* _Records for this task_:
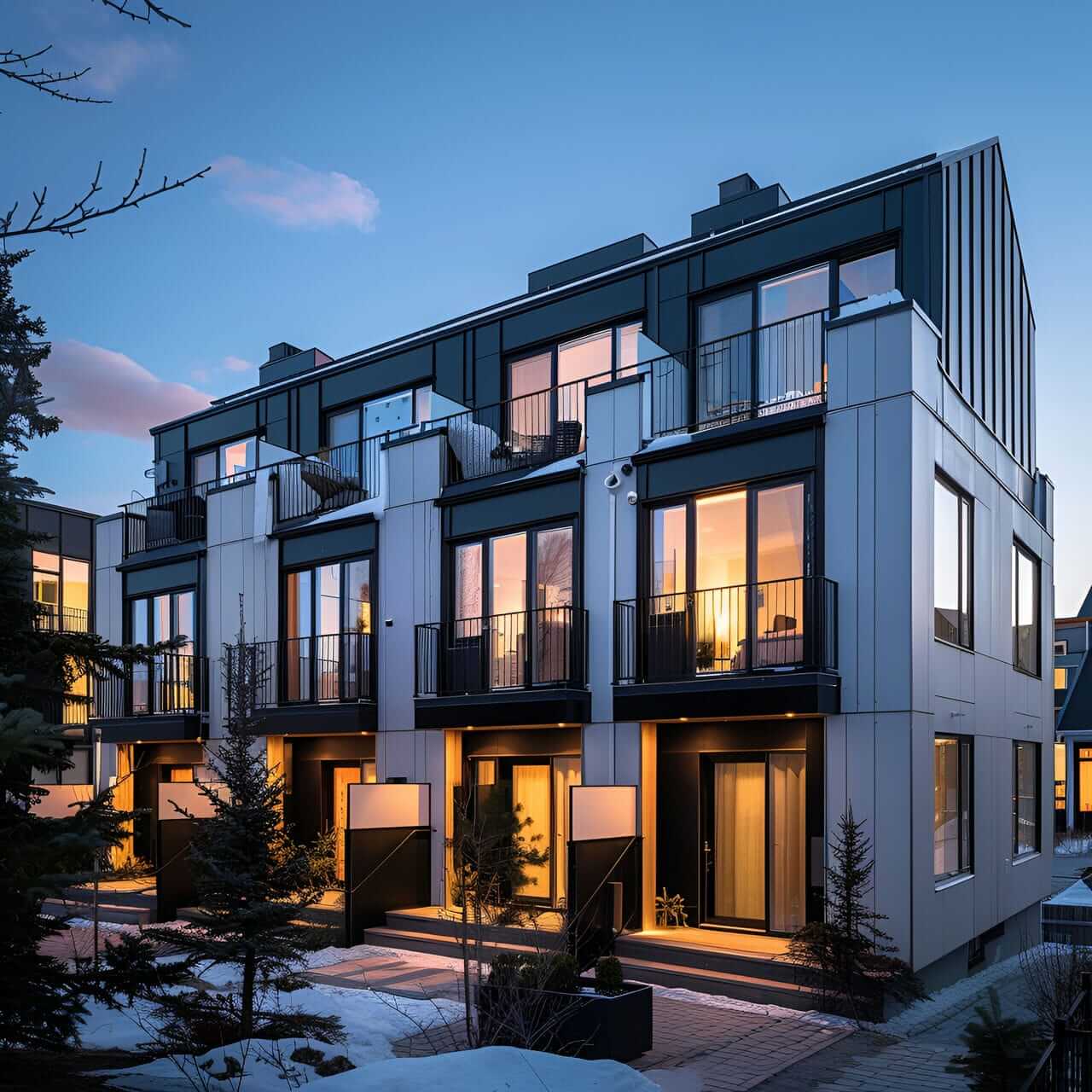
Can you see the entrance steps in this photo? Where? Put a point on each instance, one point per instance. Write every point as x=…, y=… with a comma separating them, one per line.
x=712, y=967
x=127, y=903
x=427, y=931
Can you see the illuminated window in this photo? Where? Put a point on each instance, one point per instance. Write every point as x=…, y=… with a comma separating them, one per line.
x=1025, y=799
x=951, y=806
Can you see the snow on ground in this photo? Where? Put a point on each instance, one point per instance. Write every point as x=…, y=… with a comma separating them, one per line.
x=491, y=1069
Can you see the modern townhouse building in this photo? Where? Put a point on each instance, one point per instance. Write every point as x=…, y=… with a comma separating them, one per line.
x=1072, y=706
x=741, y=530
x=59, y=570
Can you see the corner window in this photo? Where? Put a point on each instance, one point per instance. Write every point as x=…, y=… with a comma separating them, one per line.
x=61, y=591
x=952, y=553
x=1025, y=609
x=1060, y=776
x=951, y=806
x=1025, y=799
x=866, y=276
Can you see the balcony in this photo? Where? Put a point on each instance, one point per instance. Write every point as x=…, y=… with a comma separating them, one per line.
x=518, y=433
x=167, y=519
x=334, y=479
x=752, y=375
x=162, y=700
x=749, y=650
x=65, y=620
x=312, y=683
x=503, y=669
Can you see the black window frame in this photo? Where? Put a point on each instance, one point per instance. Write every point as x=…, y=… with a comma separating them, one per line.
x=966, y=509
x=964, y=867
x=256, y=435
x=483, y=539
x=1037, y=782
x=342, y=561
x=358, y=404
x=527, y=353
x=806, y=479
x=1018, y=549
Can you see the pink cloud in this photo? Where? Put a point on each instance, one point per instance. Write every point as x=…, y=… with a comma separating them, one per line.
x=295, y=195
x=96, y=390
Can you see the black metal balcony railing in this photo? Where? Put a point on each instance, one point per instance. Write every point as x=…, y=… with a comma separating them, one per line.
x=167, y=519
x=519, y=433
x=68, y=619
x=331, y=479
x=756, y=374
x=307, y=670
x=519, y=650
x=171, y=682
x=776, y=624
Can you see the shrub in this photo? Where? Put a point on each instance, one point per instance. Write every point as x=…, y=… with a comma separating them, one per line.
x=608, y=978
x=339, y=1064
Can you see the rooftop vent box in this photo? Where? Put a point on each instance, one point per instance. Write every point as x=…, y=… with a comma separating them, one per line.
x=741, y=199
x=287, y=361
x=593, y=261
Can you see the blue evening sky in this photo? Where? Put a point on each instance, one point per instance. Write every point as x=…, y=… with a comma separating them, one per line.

* _Request_:
Copy out all of the records above word for word, leaving out the pictures.

* _Output below_:
Can you see the entrance steps in this photo? Where? Put a point on each instance, one point per instance. Write every point as x=…, y=… with a comma separating them, one per line.
x=712, y=967
x=127, y=903
x=427, y=931
Can you see the illuminated window in this photo? Where? Put a point on each instance, one point per instance. Write every point as x=…, y=… with a comma separating them, one per line.
x=1025, y=799
x=951, y=806
Can you see the snow on ground in this photo? Where? Put a point on each instance, one point per instance. Write every point as x=…, y=… with a comma separating them, one per line.
x=491, y=1069
Can you see the modern townhouse building in this photo? Where? Put a point on each instance, one point per instance. Write every point as x=…, y=… with a comma separating them, one per line.
x=1072, y=706
x=741, y=530
x=59, y=570
Can you see the corner window in this photo? Where? Put a point on each instance, one point per instance. Write every point as x=…, y=… with a comma separating them, one per line.
x=61, y=591
x=952, y=553
x=1025, y=609
x=1060, y=776
x=951, y=806
x=1025, y=799
x=866, y=276
Can you see the balcony in this photo? Where? Put a point on each instance, one point per instance. Write every point as x=…, y=… with a comma separating them, one per line.
x=518, y=433
x=167, y=519
x=334, y=479
x=752, y=375
x=162, y=700
x=749, y=650
x=65, y=620
x=312, y=683
x=503, y=669
Can you see the black window frame in this photo? Where? Put a point on each instance, one point per instance. Write every point as x=…, y=… with a comma separating them, one per line.
x=966, y=509
x=964, y=867
x=256, y=435
x=483, y=539
x=1037, y=782
x=342, y=561
x=358, y=404
x=527, y=353
x=806, y=479
x=1018, y=549
Can you see the pink cloud in this photo? Where? Put a point on each instance, one point per instance. Write every point as x=…, y=… with a comma separating them, one per line.
x=295, y=195
x=96, y=390
Can you see the black metal balcony railing in this photo? Where? Put a point on each instance, one point per instance. Write every point as x=…, y=… with a comma separating them, one per line.
x=167, y=519
x=519, y=433
x=68, y=619
x=331, y=479
x=756, y=374
x=307, y=670
x=519, y=650
x=171, y=682
x=776, y=624
Can you see the shrub in this photo? Where? Put a point on each instance, one point per instance. Write every point as x=…, y=… with a comma separating them, one per line.
x=608, y=978
x=339, y=1064
Can you see the rooftop vent box in this photo? Where? Put a point on each instance, one point per instance. Write every point as x=…, y=… with a comma separating them, one per line.
x=741, y=199
x=287, y=361
x=593, y=261
Can you see the blue evening sky in this photo? Where? Put a point on each instance, one point per instance. Write every point as x=…, y=… with a comma separating them, one per line.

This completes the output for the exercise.